┌────────
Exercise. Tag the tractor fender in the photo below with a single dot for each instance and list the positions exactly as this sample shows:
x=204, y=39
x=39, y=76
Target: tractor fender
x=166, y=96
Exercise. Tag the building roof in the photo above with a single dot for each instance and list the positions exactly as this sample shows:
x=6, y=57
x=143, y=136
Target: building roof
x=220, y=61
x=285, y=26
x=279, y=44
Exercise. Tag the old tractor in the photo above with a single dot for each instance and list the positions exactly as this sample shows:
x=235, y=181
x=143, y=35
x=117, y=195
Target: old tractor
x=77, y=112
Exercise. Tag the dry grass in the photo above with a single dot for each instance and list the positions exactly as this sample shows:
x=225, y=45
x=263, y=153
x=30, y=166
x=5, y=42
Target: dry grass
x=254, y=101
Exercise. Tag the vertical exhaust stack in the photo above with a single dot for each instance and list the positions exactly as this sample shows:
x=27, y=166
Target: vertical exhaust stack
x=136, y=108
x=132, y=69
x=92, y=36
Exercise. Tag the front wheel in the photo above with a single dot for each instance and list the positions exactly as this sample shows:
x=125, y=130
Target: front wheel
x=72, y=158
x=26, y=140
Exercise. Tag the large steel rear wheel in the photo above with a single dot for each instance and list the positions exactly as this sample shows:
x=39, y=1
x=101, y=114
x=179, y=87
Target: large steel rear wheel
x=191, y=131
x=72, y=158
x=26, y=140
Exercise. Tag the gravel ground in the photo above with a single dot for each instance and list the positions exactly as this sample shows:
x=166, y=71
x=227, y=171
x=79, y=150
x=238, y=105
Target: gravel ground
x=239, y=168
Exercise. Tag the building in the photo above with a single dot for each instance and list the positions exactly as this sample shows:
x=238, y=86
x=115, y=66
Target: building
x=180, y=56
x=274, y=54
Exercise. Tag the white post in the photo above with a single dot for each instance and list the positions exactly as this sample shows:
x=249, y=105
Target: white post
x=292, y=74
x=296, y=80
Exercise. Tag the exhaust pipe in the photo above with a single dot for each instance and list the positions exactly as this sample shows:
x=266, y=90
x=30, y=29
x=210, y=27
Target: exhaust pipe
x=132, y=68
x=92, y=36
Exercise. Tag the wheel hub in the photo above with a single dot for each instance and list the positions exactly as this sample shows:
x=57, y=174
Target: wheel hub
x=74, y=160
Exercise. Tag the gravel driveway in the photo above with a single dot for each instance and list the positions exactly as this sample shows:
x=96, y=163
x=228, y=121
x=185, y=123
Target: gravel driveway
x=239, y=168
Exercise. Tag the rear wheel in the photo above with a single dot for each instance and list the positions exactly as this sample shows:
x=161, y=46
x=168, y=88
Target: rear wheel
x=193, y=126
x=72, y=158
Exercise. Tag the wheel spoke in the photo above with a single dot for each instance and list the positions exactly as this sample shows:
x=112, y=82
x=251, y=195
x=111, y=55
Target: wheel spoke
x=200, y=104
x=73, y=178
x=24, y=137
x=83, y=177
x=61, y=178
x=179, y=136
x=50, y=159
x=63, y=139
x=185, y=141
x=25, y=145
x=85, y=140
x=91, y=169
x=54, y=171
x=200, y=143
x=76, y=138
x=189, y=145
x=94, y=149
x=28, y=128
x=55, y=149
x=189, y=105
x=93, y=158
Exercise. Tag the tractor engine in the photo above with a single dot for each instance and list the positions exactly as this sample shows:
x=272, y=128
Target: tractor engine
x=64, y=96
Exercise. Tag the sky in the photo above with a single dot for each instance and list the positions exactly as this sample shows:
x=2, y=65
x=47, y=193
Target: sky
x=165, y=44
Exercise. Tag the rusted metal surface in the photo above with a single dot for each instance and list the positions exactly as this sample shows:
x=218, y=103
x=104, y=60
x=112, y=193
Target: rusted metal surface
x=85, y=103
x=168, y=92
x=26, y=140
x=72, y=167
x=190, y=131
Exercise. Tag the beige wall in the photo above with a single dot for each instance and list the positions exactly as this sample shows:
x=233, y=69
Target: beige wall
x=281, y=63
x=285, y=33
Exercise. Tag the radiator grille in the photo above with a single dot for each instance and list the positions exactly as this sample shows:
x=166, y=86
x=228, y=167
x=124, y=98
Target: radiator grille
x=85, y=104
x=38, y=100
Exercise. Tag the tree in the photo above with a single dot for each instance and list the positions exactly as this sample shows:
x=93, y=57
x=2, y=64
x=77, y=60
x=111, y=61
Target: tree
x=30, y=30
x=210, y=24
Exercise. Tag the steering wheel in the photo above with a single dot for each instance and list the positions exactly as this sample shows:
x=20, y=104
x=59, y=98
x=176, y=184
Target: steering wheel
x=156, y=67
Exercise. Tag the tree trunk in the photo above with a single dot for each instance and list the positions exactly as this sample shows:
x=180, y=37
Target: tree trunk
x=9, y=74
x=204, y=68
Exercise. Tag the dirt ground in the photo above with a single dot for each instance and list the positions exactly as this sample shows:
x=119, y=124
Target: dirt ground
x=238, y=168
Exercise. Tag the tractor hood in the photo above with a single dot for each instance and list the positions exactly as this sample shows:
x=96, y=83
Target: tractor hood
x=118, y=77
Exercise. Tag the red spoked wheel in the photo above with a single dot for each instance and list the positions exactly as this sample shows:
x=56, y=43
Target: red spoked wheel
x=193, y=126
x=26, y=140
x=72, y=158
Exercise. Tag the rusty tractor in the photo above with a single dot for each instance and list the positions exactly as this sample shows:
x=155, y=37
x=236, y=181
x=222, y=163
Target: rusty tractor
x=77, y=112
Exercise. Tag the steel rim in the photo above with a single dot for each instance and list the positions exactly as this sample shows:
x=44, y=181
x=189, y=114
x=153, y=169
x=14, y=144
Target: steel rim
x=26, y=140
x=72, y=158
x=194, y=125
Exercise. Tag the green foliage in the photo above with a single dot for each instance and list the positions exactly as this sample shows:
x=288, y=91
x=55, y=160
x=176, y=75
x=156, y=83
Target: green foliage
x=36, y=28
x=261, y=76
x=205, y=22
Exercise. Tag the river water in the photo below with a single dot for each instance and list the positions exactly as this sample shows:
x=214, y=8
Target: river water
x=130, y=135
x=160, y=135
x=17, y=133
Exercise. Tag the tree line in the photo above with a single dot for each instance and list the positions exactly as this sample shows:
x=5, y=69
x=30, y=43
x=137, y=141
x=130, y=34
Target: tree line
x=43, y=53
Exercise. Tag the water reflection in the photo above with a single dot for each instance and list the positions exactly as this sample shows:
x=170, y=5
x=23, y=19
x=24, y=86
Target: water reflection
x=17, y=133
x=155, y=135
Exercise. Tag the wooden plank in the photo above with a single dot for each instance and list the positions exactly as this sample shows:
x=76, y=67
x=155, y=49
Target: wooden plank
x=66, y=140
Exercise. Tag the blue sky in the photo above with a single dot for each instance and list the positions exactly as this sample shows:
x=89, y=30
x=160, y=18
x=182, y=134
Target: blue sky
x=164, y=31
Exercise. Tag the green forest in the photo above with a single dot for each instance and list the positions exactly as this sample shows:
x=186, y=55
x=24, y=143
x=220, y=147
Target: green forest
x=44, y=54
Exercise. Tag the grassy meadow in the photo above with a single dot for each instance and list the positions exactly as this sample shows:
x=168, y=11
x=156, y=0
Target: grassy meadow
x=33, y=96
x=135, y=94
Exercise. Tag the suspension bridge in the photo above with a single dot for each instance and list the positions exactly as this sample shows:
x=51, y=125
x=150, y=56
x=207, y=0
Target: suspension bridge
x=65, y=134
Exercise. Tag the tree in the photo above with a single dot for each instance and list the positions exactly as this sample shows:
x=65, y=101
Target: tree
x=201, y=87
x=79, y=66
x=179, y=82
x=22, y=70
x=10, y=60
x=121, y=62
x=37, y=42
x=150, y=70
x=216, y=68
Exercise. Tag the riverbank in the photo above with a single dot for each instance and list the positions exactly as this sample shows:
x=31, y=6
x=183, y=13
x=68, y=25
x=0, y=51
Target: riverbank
└────────
▶ _Work request_:
In the entries above, find the line with "Exercise. Tag the tree line" and the line with "x=155, y=49", then restate word for word both of them and every line between, with nothing more.

▶ _Answer_:
Exercise. Tag the tree line in the photo above with a single dot for each instance and list the positions exactly as this sample shows:
x=5, y=69
x=30, y=43
x=137, y=141
x=130, y=34
Target: tree line
x=43, y=53
Exercise. Tag the water reflection in the photo above with a single dot for each instance and list the positions exactly as this sample shows:
x=170, y=5
x=23, y=19
x=24, y=86
Target: water reflection
x=17, y=133
x=155, y=135
Exercise. Tag the wooden plank in the photo above with a single dot for each instance and list the positions exactly as this sample shows:
x=76, y=67
x=155, y=49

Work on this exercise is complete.